Set down exactly, and only, the lines from the one with "Reviewer note: check that every instance of the green foliage" to the final line of the entries, both included.

■ ■ ■ ■ ■

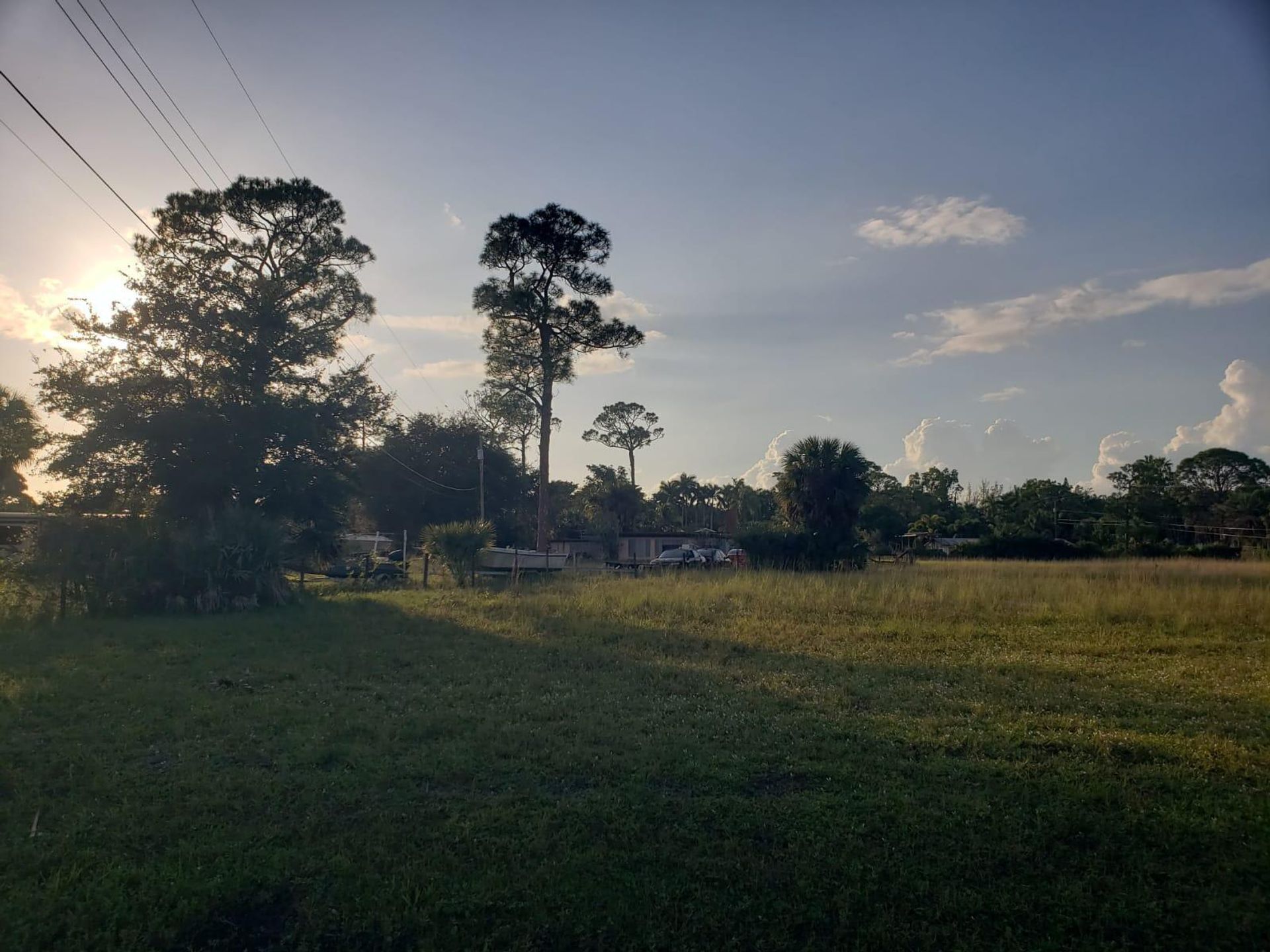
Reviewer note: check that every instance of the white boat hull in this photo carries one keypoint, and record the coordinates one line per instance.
(526, 560)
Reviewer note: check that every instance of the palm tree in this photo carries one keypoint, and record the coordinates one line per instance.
(822, 484)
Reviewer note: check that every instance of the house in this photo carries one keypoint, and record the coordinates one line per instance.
(639, 546)
(930, 541)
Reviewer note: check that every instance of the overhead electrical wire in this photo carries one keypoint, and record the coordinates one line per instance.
(143, 88)
(78, 154)
(74, 190)
(126, 93)
(243, 87)
(159, 83)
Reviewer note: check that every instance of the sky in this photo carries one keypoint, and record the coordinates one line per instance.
(1017, 239)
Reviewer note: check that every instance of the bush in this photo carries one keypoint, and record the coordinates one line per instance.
(773, 547)
(459, 545)
(1028, 547)
(131, 565)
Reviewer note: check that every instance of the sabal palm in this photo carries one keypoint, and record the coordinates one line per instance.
(822, 484)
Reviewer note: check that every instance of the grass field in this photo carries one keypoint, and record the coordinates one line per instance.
(960, 756)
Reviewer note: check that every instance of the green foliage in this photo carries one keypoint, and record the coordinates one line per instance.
(625, 426)
(21, 436)
(542, 313)
(224, 393)
(232, 560)
(458, 545)
(821, 488)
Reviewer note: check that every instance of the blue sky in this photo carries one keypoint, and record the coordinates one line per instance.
(788, 188)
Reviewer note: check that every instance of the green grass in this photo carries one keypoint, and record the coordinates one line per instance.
(948, 757)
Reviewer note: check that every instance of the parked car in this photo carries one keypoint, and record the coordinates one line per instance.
(679, 559)
(713, 556)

■ ■ ■ ■ ■

◆ Expected answer:
Reviewer note: check that every instance of the green foliage in this photo carries one keypoint, and record the coordinates one line per instance.
(625, 426)
(21, 436)
(542, 313)
(224, 393)
(232, 560)
(458, 545)
(821, 488)
Reviewer note: check that every instance of the blue sky in this photo carries one keypoint, and record the coordinates one line per instance.
(788, 188)
Reviewer note: check that every instance of the green grass in this photo carries one keypoint, and record the coordinates one line per instance.
(948, 757)
Reviewer note: check that every instance of the parked car in this photo carries one keypoint, and record the coordinates one line per instance.
(679, 559)
(713, 556)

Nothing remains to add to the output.